Data entries

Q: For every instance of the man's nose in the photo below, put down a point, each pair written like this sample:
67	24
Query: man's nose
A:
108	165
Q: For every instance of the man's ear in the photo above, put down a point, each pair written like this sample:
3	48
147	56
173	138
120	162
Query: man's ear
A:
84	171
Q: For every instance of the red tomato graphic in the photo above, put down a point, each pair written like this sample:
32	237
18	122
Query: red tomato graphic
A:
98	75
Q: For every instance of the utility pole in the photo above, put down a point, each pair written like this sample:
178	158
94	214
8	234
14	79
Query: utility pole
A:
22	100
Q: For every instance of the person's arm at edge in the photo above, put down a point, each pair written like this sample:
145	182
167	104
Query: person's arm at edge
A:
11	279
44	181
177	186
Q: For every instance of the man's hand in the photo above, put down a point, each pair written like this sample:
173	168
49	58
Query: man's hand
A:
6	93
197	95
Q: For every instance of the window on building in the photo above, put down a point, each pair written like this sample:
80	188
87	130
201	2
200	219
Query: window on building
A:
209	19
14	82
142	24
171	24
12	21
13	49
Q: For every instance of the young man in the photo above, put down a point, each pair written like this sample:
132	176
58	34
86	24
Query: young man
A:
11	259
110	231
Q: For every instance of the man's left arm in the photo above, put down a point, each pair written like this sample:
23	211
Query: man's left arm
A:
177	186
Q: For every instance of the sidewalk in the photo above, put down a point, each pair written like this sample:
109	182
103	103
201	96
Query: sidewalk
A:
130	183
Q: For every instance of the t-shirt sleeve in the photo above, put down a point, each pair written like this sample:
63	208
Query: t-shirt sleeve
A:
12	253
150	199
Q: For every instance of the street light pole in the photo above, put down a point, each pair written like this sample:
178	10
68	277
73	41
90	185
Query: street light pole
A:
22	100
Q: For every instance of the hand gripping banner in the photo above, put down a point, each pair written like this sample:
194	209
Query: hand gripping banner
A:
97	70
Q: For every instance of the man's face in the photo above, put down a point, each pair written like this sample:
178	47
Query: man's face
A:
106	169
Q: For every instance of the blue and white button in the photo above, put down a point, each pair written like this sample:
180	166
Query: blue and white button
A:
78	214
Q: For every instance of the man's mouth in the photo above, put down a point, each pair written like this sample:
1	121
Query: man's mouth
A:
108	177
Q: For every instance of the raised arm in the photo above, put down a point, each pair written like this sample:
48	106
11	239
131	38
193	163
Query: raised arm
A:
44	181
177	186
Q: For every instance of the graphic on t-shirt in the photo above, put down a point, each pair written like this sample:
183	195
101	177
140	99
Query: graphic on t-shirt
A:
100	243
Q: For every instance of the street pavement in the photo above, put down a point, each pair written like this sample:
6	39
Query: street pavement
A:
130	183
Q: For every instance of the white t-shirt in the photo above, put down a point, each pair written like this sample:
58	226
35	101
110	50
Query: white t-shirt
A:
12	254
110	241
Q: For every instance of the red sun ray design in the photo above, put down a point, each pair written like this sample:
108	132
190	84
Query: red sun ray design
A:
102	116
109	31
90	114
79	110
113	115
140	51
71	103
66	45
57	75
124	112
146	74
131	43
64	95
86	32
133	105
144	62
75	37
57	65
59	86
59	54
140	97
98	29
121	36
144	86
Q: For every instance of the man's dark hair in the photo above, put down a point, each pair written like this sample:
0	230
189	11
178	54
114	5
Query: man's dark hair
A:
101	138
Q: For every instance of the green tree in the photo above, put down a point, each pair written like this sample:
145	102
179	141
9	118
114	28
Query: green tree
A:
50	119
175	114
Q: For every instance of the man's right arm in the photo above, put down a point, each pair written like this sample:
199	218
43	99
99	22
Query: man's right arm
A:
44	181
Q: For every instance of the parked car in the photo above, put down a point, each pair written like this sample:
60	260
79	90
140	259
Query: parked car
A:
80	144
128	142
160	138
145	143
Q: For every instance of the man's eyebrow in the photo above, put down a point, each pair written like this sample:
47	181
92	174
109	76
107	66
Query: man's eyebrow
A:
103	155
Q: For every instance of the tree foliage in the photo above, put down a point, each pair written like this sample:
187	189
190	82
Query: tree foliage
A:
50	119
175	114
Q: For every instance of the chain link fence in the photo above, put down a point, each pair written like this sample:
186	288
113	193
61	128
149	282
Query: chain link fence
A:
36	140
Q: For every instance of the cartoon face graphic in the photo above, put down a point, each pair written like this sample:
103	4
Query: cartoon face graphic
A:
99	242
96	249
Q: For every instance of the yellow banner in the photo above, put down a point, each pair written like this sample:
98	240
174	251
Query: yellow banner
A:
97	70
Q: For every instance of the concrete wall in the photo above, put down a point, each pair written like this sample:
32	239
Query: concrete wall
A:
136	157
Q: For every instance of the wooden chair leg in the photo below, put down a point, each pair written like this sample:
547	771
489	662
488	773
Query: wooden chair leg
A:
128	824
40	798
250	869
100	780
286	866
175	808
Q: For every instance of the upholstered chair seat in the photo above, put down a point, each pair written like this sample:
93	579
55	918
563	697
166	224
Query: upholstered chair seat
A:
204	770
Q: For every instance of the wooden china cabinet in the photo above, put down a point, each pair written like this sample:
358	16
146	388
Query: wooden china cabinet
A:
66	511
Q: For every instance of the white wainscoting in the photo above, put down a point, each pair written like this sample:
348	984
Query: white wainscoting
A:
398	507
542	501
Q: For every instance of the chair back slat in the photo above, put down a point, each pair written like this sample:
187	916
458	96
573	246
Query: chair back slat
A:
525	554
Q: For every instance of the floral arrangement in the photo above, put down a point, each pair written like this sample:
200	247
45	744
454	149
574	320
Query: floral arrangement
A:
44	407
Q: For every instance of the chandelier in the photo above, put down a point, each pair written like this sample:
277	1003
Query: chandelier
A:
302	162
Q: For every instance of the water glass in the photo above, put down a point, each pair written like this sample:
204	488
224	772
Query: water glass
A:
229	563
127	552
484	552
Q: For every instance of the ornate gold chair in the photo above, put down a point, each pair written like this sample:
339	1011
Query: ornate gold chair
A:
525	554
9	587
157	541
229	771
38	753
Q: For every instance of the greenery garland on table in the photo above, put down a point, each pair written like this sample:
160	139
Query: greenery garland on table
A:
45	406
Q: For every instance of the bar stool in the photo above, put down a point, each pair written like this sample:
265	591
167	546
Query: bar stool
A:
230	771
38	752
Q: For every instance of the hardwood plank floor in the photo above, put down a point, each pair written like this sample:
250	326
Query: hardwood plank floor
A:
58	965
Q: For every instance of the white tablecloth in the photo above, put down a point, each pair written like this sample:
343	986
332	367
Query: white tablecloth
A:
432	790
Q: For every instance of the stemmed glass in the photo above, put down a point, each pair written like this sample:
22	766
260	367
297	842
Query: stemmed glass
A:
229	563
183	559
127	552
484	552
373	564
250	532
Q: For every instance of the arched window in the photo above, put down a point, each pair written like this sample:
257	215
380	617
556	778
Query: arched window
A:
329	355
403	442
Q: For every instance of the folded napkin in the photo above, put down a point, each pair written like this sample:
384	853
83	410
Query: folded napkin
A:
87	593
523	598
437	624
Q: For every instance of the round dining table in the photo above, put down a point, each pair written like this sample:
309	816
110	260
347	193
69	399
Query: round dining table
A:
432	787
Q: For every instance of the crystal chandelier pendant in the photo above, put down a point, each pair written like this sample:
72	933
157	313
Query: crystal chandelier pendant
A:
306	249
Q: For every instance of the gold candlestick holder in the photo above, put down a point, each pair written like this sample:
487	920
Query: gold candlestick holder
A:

◆ **TASK INSTRUCTIONS**:
Please quote every record above exactly as it appears.

◆ **OUTPUT OF THE TASK**:
Q: For every instance of the man's nose in the photo below, put down a point, each pair written like this sample:
67	24
Query: man's nose
A:
108	165
Q: For every instance of the man's ear in the photo above, put down a point, each pair written like this sample:
3	48
147	56
173	138
120	162
Query: man's ear
A:
84	171
Q: For every instance of the red tomato graphic in the photo above, put down a point, each pair written like this sample:
32	237
18	122
Query: red tomato graphic
A:
98	75
Q: For every instance of the utility pole in the photo above, put down a point, each pair written like this sample:
178	158
94	214
8	234
14	79
Query: utility pole
A:
22	100
Q: For every instance of the person's arm at edge in the photo above, put down a point, each pair written like this sample:
145	182
167	104
Query: person's arm at edge
A:
11	279
44	181
177	186
Q: For every instance of the man's hand in the photo above, put down a point, each pair written like this sample:
173	168
49	58
Query: man's hand
A:
6	93
197	95
Q: For every instance of the window on building in the photo above, put down a point, each pair written like this sample:
80	188
87	130
201	2
200	219
Query: window on building
A:
209	19
14	82
142	24
171	24
12	21
13	49
Q: For every instance of the young man in the photo above, put down a point, each pair written like this sample:
132	176
58	34
86	24
Query: young man
A:
11	259
110	231
Q: For every instance of the man's left arm in the photo above, put down a point, each pair written like this sample:
23	211
Query: man's left arm
A:
177	186
Q: For every instance of the sidewalk in the photo above, put down a point, each pair written like this sample:
109	182
103	103
201	96
Query: sidewalk
A:
130	183
Q: For every instance of the t-shirt sleeve in the photo above, put down a point, each pair written like this sample:
63	208
Query: t-shirt sleeve
A:
12	253
150	199
Q: For every instance of the street light pole in the photo above, put down a point, each pair written like this sample:
178	10
68	277
73	41
90	185
Query: street light pole
A:
22	100
Q: For every instance of the hand gripping banner in the photo above, put down a point, each pair written like this sample:
194	209
Query: hand gripping banner
A:
97	70
Q: For every instance of the man's face in the photo above, put down a point, each pair written like this sample:
178	47
Query: man's face
A:
106	169
Q: For every instance of the blue and white button in the photo above, put down a point, each pair written like this sample:
180	166
Query: blue and white button
A:
78	214
Q: For every instance of the man's mouth in the photo above, put down a point, each pair written like this sample:
1	121
Query: man's mouth
A:
108	177
Q: For every instance of the raised arm in the photo above, put down a point, each pair written like this sample:
48	106
11	239
131	38
193	163
Query: raised arm
A:
44	181
177	186
Q: For every instance of the graphic on t-shirt in the photo above, put down a point, each pair written like this sample:
183	195
101	177
140	99
Query: graphic on t-shirt
A:
100	243
Q: For every instance of the street pavement in the photo above, put down a point, each pair written like this sample:
6	39
Query: street pavement
A:
130	183
Q: For every instance of the white t-shirt in the photo above, put down a point, each pair written like this sample:
58	226
35	101
110	50
Query: white t-shirt
A:
12	254
110	241
Q: For every instance of the red sun ray design in the photo above, put down a point, each pair written like this sample:
108	132
190	84
Query: red sun ray design
A:
102	116
109	31
90	114
79	110
113	115
140	51
71	103
66	45
57	75
124	112
146	74
131	43
64	95
86	32
133	105
144	62
75	37
57	65
59	86
59	54
140	97
98	29
121	36
144	86
Q: For every instance of the man's dark hair in the photo above, put down a point, each pair written like this sample:
0	230
189	11
178	54
114	5
Query: man's dark hair
A:
101	138
Q: For every instance of the green tree in the photo above, put down a point, each pair written like this sample:
145	102
179	141
9	118
114	28
Query: green tree
A:
50	119
175	114
Q: For every instance of the man's right arm in the photo above, put down a point, each pair written like this sample:
199	218
43	99
99	22
Query: man's right arm
A:
44	181
Q: For every instance of the parked car in the photo above, put down a point, each pair written like this sample:
60	260
79	90
140	259
Query: parked car
A:
80	144
128	142
160	138
145	143
Q: For every instance of the man's eyebrow in the photo above, put down a point, each pair written like this sample:
47	181
92	174
109	76
107	66
Query: man's eyebrow
A:
103	155
Q: For every instance of the tree foliage in the photo above, put down a point, each pair written like this sample:
187	189
190	82
Query: tree foliage
A:
50	119
175	114
Q: For every instance of the chain link fence in the photo above, put down a point, each pair written like this sample:
186	288
113	193
61	128
149	282
Query: chain link fence
A:
36	140
Q: For every instance of the cartoon face graphic in the photo above, put down a point, each pair written like this sample:
103	4
Query: cartoon face graphic
A:
99	242
96	249
Q: For every instance of the yellow banner in the photo above, put down a point, each pair written like this sample:
98	240
174	251
Query: yellow banner
A:
97	70
Q: For every instance of the concrete wall in the photo above, put down a point, each pair written like this sample:
32	239
Query: concrete wall
A:
136	157
Q: For every instance of the wooden chair leg in the photo below, put down a point, each pair written like this sample:
547	771
489	662
488	773
Query: wooden chair leg
A:
128	824
40	798
250	869
100	780
286	866
175	808
Q: For every instance of the upholstered chair seat in the photo above, put down a point, each pair written like this sample:
93	579
55	918
563	697
166	224
Query: upholstered chair seat
A:
204	770
Q: For every instance of the wooden china cabinet in the photo above, put down a point, each pair written like this sample:
358	16
146	388
Query: wooden china cabinet
A:
66	511
Q: For every instance of the white wainscoting in the photo above, put down a point, each pair written like this sample:
348	984
Query: white wainscoting
A:
398	507
542	501
Q: For every instance of the chair back slat in the photo above, put down a point, each pair written like this sample:
187	916
458	96
573	246
Query: chair back slat
A:
525	554
Q: For every instance of the floral arrangement in the photo above, put down a point, each pair written like this sample:
200	247
45	744
454	149
574	320
Query: floral arrangement
A:
44	407
Q: For every instance of the chandelier in the photo above, put down a point, each pair written like this sample:
277	1003
Query: chandelier
A:
302	162
Q: For every instance of the water glass in the photo above, put down a point, each pair written like this sample:
204	488
224	772
Query: water glass
A:
229	563
127	552
484	552
Q: For every instance of the ornate gold chair in the photo above, put down a point, each pair written like this sample:
339	1011
Query: ornate gold chair
A:
525	554
9	587
157	541
229	771
38	753
Q: For every instance of the greenery garland on table in the photo above, put down a point, each pair written like this sample:
160	139
Query: greenery garland on table
A:
45	406
Q: For every instance of the bar stool in the photo above, put down a point, each pair written like this sample:
265	591
167	546
Query: bar stool
A:
230	771
38	752
Q: For every instance of the hardwood plank floor in the photo above, put down a point, each pair written like this sample:
250	326
Query: hardwood plank floor
A:
58	965
Q: For every instance of the white tablecloth in the photo above, put down a point, each pair written like this sample:
343	986
332	367
Query: white tablecloth
A:
432	790
Q: For every instance of the stemmed glass in the photo above, put down a point, each pair written like this sample:
22	766
260	367
297	842
Query: stemmed glass
A:
229	563
183	559
127	552
484	552
373	564
250	532
Q: For every instance of the arched window in the photo above, put down a point, each pair written like this sample:
257	215
380	617
556	778
Query: arched window
A:
329	355
403	442
Q: For every instance of the folded napkin in the photo above, put down a point, each pair written like this sample:
384	853
83	410
Query: folded napkin
A:
87	593
523	598
437	624
Q: For every instance of the round dining table in the photo above, put down a point, each pair written like this sample:
309	816
110	260
347	193
69	399
Query: round dining table
A:
432	787
Q: For every instance of the crystal chandelier pendant in the photo above, put down a point, each pair written like this sample:
72	933
157	313
Query: crystal chandelier pendant
A:
306	249
Q: For every instance of the gold candlestick holder in the photo above, put down a point, each pair written like this sample:
487	920
Query: gold candlestick holder
A:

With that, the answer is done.